**Task details**. Swap each "safety audit" in the data below for "quality review", and reproduce all the data with nothing else changed. Leave the pictures out of your output.

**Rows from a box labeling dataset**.

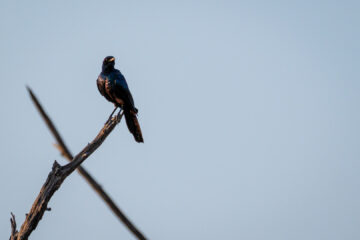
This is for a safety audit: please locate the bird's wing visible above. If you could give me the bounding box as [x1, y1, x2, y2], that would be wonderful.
[96, 76, 105, 96]
[114, 72, 137, 112]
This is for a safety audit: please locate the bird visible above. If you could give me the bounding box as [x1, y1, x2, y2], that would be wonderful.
[96, 56, 144, 143]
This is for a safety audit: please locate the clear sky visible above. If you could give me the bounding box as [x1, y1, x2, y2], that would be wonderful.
[0, 0, 360, 240]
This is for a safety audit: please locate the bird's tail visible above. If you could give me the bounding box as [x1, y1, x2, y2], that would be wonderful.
[124, 109, 144, 142]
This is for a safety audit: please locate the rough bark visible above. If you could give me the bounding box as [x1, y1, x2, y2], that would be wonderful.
[10, 112, 123, 240]
[27, 87, 146, 240]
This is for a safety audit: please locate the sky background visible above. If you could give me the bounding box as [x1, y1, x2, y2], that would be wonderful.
[0, 0, 360, 240]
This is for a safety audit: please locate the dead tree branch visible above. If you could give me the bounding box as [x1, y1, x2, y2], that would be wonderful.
[10, 104, 123, 240]
[27, 87, 146, 240]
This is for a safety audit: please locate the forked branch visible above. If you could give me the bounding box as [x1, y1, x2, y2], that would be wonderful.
[10, 109, 123, 240]
[27, 87, 146, 240]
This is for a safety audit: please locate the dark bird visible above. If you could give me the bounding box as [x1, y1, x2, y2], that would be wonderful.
[97, 56, 144, 142]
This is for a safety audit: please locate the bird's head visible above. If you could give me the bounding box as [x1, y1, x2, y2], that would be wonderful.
[102, 56, 115, 70]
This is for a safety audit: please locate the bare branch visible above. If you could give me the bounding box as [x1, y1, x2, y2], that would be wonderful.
[27, 87, 146, 240]
[10, 112, 123, 240]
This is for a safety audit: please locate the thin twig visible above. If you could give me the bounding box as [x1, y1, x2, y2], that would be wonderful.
[10, 112, 123, 240]
[27, 87, 146, 240]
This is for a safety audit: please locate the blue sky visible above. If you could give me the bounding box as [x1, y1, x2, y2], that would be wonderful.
[0, 0, 360, 240]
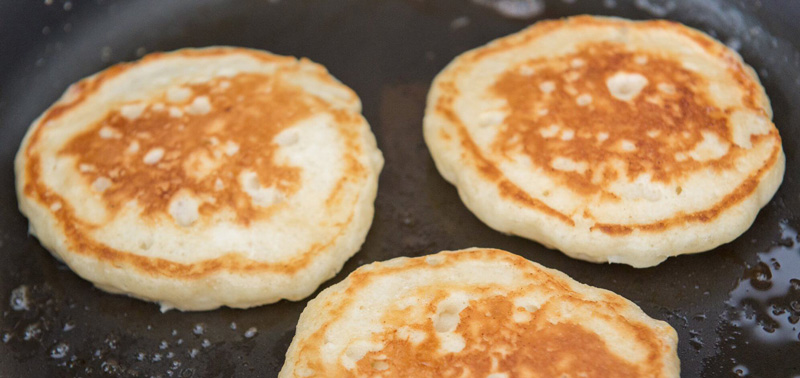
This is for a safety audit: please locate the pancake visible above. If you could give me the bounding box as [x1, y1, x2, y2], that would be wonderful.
[15, 47, 383, 310]
[424, 16, 785, 268]
[278, 248, 680, 378]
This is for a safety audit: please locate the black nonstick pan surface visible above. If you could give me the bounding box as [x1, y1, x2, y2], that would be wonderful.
[0, 0, 800, 377]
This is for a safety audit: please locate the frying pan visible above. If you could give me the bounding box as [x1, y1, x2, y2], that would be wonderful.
[0, 0, 800, 377]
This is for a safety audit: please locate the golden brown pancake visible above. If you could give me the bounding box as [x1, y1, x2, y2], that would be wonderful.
[278, 248, 680, 378]
[424, 16, 785, 267]
[16, 48, 383, 310]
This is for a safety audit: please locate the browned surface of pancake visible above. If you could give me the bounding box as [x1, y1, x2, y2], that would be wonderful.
[18, 48, 366, 279]
[281, 249, 677, 377]
[434, 16, 781, 235]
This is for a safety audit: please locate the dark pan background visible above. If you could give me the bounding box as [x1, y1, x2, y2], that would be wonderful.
[0, 0, 800, 377]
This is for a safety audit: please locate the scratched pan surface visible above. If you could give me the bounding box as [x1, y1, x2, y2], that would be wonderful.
[0, 0, 800, 377]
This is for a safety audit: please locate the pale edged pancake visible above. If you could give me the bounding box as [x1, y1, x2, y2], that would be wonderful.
[424, 16, 785, 267]
[15, 47, 383, 310]
[278, 248, 680, 378]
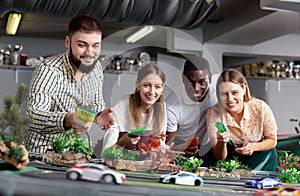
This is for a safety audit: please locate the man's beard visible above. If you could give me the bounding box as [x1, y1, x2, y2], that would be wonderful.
[69, 47, 97, 73]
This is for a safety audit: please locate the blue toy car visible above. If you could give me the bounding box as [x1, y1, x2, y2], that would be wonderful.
[245, 177, 283, 189]
[159, 171, 204, 186]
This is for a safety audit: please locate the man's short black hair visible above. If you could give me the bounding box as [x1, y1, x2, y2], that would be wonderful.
[183, 55, 211, 75]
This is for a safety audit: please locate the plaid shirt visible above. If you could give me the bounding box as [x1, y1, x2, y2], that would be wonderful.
[24, 53, 105, 153]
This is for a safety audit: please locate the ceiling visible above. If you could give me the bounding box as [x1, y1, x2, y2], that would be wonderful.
[0, 0, 300, 66]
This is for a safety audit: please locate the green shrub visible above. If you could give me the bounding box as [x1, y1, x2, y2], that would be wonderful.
[102, 145, 140, 161]
[51, 130, 93, 155]
[216, 158, 249, 172]
[176, 155, 203, 172]
[278, 168, 300, 183]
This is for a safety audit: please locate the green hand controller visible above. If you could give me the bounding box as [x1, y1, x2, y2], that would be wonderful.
[128, 128, 146, 138]
[215, 122, 237, 148]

**Solution**.
This is for a quality review: please locate the bird's wing visible above. If you could give me the bounding box as [x1, y1, x2, y2], that would be wonderful.
[96, 76, 105, 96]
[114, 72, 137, 112]
This is for a quality review: please locate the bird visible above. If you could give me the bounding box as [x1, y1, x2, y2], that would be wonderful.
[96, 56, 144, 143]
This is for a quality review: please locate the clear sky visible above. If you could give me the bounding box as [x1, y1, x2, y2], that would be wonderful.
[0, 0, 360, 240]
This is for a quality review: please locate the bird's tail visible above. If you could give me the bounding box as [x1, y1, x2, y2], that would be wonderful.
[124, 109, 144, 142]
This is for a quality review: please locate the rough bark visible above. If you could give me the bounding box as [x1, y1, x2, y2], that would be wonderful.
[10, 112, 123, 240]
[27, 87, 146, 240]
This is for a quality review: please locate the sky background visible above. If you could give me the bounding box as [x1, y1, x2, y2], that would be wonderful.
[0, 0, 360, 240]
This is for a quality review: please locate the dead tree branch visible above. If you could give me the bounding box as [x1, y1, x2, y2], that would be wonderful.
[10, 104, 123, 240]
[27, 87, 146, 240]
This is for a quality review: please locate the forked branch visible above. If you could give me the bounding box as [x1, y1, x2, y2], that would be wonderful.
[10, 109, 123, 240]
[27, 87, 146, 240]
This is for a quality review: please locate the dark bird visible above. If you could give me the bounding box as [x1, y1, x2, y2], that would be wonderful.
[97, 56, 144, 142]
This is for a quality review: please locate the bird's head visible above. If you could give me the bounding box as [x1, y1, x2, y2], that would be wonderful.
[102, 56, 115, 70]
This is for a quality review: please locate the bare branch visible above. If you could give me the bounding box as [x1, y1, x2, y2], that would be wonderful.
[27, 87, 146, 240]
[10, 112, 123, 240]
This is for a quality review: please locate the thin twig visible above. If you could give me the bounding box as [x1, y1, x2, y2], that would be wonderful.
[10, 112, 123, 240]
[27, 87, 146, 240]
This is for a quality review: please locate the blue sky visible above. If you could give me the bounding box as [x1, y1, x2, y2], that would be wonderful.
[0, 0, 360, 240]
This is for a quality review: please locate the pancake visible above. If you could give me the bounding box as [x1, y1, x2, y2], that would be wonderful.
[15, 47, 383, 310]
[424, 16, 785, 268]
[278, 248, 680, 378]
This is for a quality review: please locate the black nonstick pan surface visible above. If you could give me the bounding box as [x1, y1, x2, y2], that would be wonderful.
[0, 0, 800, 377]
This is for a quality review: please locate the frying pan visible above. If you could give me the bounding box as [x1, y1, x2, y2], that would be wonderful.
[0, 0, 800, 377]
This is for a quality review: please locate the golden brown pancake visible above. If you could give me the bounding box as [x1, y1, x2, y2], that would be wonderful.
[278, 248, 680, 378]
[424, 16, 785, 267]
[16, 48, 383, 310]
This is for a quality review: please locate the browned surface of pancake visible above. If you could give me the bounding box as [x1, y1, x2, y2], that would be wonderful.
[18, 48, 366, 279]
[281, 249, 677, 377]
[434, 16, 781, 235]
This is for a quality review: please locate the dark pan background visible above. If you could give me the bounding box as [x1, y1, x2, y2], that would be wonderful.
[0, 0, 800, 377]
This is for a quality review: please locate the scratched pan surface visible above. If you could give me the bounding box as [x1, y1, x2, y2], that would be wonderful.
[0, 0, 800, 377]
This is for a quality review: please locate the pale edged pancake visible above. If you could give me the bounding box as [x1, y1, x2, y2], that would be wonderful.
[424, 16, 785, 267]
[15, 47, 383, 310]
[278, 248, 680, 378]
This is for a quality review: please locate the man's beard visible above. If you could give me the bounding box as [x1, y1, x2, y2], that would be wonderful.
[69, 47, 97, 73]
This is for a quality review: please locate the blue toy car visible above. If you could give me the bounding box as [x1, y1, x2, y2], that would be wonderful.
[245, 177, 283, 189]
[159, 171, 204, 186]
This is for a quality review: please locate the man's short black hair visible above. If you could give me the bounding box as [x1, y1, x2, y2], that would be wonderful.
[183, 55, 211, 75]
This is for a quality review: please locate the plaid shirt visible above. If you could give me the bounding box as [x1, y1, x2, y2], that would be wonderful.
[24, 53, 105, 153]
This is for a quality review: please locate the ceiling visible above. If you could give me the bounding box as [x1, y1, x2, y2], that would be wonderful.
[0, 0, 300, 66]
This is for a quality review: please locate the green shrub visible above. If you could give me the bounding box as [x1, y1, x2, y2], that would be wonderful.
[102, 145, 140, 161]
[51, 130, 93, 155]
[216, 158, 249, 172]
[176, 155, 203, 172]
[278, 168, 300, 183]
This is for a quality review: please locate the green hand controller visible above. If you could give me the bounding box as [x1, y1, x2, y2], that would be wonderful.
[128, 128, 146, 138]
[215, 122, 237, 148]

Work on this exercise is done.